» Selected excerpt
++++
Inductors are used extensively in analog circuits and signal processing. Inductors in conjunction with capacitors and other components form tuned circuits which can emphasize or filter out specific signal frequencies. This can range from the use of large inductors as chokes in power supplies, which in conjunction with filter capacitors remove residual hum or other fluctuations from the direct current output, to such small inductances as generated by a ferrite bead or torus around a cable to prevent radio frequency interference from being transmitted down the wire. Smaller inductor/capacitor combinations provide tuned circuits used in radio reception and broadcasting, for instance.
Two (or more) inductors which have coupled magnetic flux form a transformer, which is a fundamental component of every electric utility power grid. The efficiency of a transformer decreases as the frequency increases but size can be decreased as well; for this reason, aircraft used 400 hertz alternating current rather than the usual 50 or 60 hertz, allowing a great savings in weight from the use of smaller transformers.
An inductor is used as the energy storage device in some switchmode power supplies. The inductor is energized for a specific fraction of the regulator's switching frequency, and de-energized for the remainder of the cycle. This energy transfer ratio determines the input-voltage to output-voltage ratio. This XL is used in complement with an active semiconductor device to maintain very accurate voltage control.
++++
(Point labeling samples)
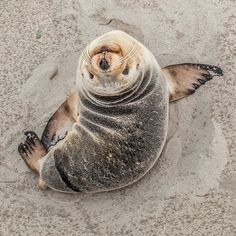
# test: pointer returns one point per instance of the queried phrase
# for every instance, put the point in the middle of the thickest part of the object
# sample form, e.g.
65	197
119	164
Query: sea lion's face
110	65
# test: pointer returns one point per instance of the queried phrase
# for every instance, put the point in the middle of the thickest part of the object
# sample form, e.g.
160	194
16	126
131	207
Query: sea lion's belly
115	147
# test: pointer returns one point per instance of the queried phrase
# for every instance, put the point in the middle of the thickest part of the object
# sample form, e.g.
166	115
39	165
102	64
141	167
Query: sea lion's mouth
106	49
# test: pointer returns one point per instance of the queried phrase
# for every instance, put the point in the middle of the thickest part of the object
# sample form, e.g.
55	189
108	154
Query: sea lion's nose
104	65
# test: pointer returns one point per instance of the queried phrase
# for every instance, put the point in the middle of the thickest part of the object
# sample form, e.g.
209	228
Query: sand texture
192	188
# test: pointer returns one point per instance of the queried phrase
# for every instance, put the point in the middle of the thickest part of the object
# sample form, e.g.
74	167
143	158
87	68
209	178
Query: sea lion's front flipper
32	150
184	79
61	121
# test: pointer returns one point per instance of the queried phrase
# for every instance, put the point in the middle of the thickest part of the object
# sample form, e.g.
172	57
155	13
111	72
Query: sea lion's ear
184	79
++++
» Task instructions
**a.** Condense the paragraph of the passage on inductors that begins "Two (or more) inductors" into a shorter version that keeps its main facts.
**b.** Pull out every line of the records that contains the string "lion".
The passage on inductors has no connection to the records.

» Answer list
**a.** Two or more inductors with coupled magnetic flux form a transformer, a fundamental component of every electric utility power grid. Higher frequency lowers a transformer's efficiency but also allows a smaller size. For this reason aircraft used 400 hertz alternating current instead of the usual 50 or 60 hertz, saving a great deal of weight through smaller transformers.

**b.**
Query: sea lion's face
Query: sea lion's belly
Query: sea lion's mouth
Query: sea lion's nose
Query: sea lion's front flipper
Query: sea lion's ear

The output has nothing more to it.